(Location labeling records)
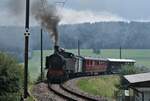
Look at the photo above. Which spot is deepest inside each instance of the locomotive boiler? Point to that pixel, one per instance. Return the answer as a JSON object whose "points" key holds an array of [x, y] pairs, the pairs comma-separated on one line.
{"points": [[59, 65]]}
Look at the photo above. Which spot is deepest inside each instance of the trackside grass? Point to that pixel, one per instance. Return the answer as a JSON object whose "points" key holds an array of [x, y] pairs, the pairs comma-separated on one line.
{"points": [[104, 86]]}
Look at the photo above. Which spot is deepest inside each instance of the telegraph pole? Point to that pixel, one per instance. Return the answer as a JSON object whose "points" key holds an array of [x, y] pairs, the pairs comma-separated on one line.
{"points": [[120, 53], [78, 48], [26, 34], [42, 73]]}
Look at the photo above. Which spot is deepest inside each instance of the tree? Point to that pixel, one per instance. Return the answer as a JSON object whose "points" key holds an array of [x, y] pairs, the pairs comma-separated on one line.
{"points": [[11, 76]]}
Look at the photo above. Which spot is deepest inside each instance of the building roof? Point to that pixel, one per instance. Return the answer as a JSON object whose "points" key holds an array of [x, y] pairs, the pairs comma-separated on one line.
{"points": [[136, 78], [121, 60], [94, 58]]}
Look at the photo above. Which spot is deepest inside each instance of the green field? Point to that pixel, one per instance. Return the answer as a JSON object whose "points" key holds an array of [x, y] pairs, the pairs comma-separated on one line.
{"points": [[98, 85], [142, 57]]}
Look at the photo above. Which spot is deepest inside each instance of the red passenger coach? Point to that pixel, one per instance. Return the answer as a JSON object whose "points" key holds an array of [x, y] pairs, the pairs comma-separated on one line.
{"points": [[95, 65]]}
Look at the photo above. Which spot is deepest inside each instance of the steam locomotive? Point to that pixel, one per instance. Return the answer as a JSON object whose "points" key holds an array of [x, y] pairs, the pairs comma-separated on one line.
{"points": [[62, 65]]}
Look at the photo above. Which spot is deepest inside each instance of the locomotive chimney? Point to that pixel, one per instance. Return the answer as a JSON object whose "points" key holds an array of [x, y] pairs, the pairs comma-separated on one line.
{"points": [[56, 49]]}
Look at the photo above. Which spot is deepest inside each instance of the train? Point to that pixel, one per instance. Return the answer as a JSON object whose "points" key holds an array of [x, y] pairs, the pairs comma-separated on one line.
{"points": [[63, 65]]}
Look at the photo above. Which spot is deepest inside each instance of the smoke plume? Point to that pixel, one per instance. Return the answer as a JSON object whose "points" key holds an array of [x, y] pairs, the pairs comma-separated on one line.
{"points": [[16, 7], [46, 14]]}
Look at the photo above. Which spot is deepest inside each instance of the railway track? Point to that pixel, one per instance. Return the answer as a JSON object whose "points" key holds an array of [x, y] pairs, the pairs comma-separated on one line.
{"points": [[68, 95]]}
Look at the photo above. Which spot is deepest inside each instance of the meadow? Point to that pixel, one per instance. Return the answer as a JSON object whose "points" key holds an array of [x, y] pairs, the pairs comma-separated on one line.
{"points": [[142, 57], [98, 85]]}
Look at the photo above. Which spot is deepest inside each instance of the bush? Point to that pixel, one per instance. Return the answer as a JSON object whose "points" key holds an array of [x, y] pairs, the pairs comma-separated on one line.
{"points": [[11, 76]]}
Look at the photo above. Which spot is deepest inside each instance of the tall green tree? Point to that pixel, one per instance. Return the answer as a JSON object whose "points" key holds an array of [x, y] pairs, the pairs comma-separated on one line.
{"points": [[11, 76]]}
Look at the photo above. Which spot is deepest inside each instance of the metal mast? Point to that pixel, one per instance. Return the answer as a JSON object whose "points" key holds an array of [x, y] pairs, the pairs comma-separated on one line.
{"points": [[26, 34]]}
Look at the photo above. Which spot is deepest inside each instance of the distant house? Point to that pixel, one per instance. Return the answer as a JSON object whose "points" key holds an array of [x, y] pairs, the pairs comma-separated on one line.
{"points": [[115, 64], [139, 86]]}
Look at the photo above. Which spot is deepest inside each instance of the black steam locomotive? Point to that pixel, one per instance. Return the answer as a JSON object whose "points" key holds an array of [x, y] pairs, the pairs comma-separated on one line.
{"points": [[59, 65], [62, 65]]}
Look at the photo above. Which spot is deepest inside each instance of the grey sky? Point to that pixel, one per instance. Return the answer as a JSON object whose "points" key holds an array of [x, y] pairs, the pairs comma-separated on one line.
{"points": [[126, 9], [129, 9]]}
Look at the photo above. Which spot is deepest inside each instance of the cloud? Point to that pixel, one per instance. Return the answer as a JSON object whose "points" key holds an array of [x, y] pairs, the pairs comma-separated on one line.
{"points": [[70, 16]]}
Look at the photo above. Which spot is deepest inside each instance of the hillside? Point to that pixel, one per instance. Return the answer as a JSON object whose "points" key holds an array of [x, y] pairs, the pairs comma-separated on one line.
{"points": [[96, 35]]}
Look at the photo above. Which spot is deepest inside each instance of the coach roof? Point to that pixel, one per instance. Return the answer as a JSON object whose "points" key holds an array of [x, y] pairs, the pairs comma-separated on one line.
{"points": [[121, 60]]}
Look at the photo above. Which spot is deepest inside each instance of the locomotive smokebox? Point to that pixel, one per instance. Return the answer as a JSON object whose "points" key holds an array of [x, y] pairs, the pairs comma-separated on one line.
{"points": [[56, 49]]}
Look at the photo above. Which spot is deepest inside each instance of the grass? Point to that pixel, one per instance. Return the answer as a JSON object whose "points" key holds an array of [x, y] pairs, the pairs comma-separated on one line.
{"points": [[104, 86], [142, 57]]}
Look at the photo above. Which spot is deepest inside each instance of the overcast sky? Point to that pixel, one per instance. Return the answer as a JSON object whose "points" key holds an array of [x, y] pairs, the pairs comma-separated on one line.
{"points": [[78, 11]]}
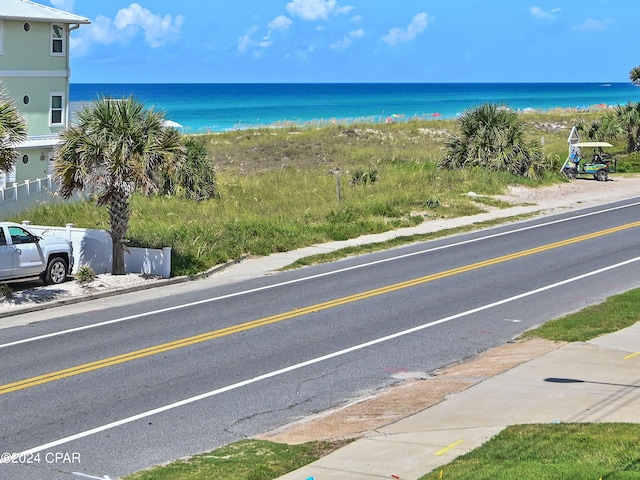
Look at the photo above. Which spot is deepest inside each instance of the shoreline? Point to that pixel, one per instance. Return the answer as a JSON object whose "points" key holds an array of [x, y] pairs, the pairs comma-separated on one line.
{"points": [[383, 119]]}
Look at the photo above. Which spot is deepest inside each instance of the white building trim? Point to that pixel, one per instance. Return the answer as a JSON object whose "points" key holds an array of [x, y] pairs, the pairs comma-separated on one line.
{"points": [[34, 73]]}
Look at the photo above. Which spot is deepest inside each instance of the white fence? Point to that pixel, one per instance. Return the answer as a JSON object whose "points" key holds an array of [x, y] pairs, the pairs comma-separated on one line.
{"points": [[20, 196], [93, 248]]}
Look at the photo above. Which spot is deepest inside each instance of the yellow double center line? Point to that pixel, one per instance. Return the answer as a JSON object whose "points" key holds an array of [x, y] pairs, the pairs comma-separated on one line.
{"points": [[185, 342]]}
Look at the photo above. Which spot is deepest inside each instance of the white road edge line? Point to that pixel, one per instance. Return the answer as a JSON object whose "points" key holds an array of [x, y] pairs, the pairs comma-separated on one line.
{"points": [[298, 366], [303, 279]]}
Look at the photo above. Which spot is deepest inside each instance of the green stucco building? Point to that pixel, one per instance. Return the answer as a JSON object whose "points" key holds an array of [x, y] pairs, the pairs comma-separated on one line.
{"points": [[34, 71]]}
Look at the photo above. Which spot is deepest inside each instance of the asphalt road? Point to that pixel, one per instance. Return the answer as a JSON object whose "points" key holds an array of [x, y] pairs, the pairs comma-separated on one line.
{"points": [[170, 376]]}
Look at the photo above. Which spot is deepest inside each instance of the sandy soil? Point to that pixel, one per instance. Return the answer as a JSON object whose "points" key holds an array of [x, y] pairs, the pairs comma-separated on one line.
{"points": [[366, 414]]}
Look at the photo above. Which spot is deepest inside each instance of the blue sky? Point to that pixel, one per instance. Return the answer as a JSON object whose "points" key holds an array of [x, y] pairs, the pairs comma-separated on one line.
{"points": [[253, 41]]}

_Exercise details_. Transcribe exactly the line containing "the green stucco" and all remaining lines of the material, ending with the last one.

_Exercise answer_.
Look at the photo above. Which spot is deepest inside each instance of the green stucco building? Point to that pixel, one per instance. Return the answer as a JSON object whose "points" key holds an array of [x, y] pairs, the pairs comma-separated on one line.
{"points": [[34, 71]]}
Look at the photo above. Which spot is deepest inside each instance of the asphalt road? Point to that pixel, one per instance. Return the answer as a JSON object whose "points" key holds an array of [x, y] pairs, the pairs comma-separated on one line.
{"points": [[170, 376]]}
Look at the photo above. Which spot is deepest inside each instance of the sandy soil? Point to that pixel, one per instance. Return the answer as a JSON object whose "points" key holds an array of [x, y] pairs, the pairs comma-separated on one line.
{"points": [[366, 414]]}
Look at the photo above. Which spot is deepest inside each instance of the blue sky? Point to that pixel, one per instance. Return the answer as a JSON object whose "points" key holds an array of [x, y] pairs, the pairs comma-separated on one line.
{"points": [[253, 41]]}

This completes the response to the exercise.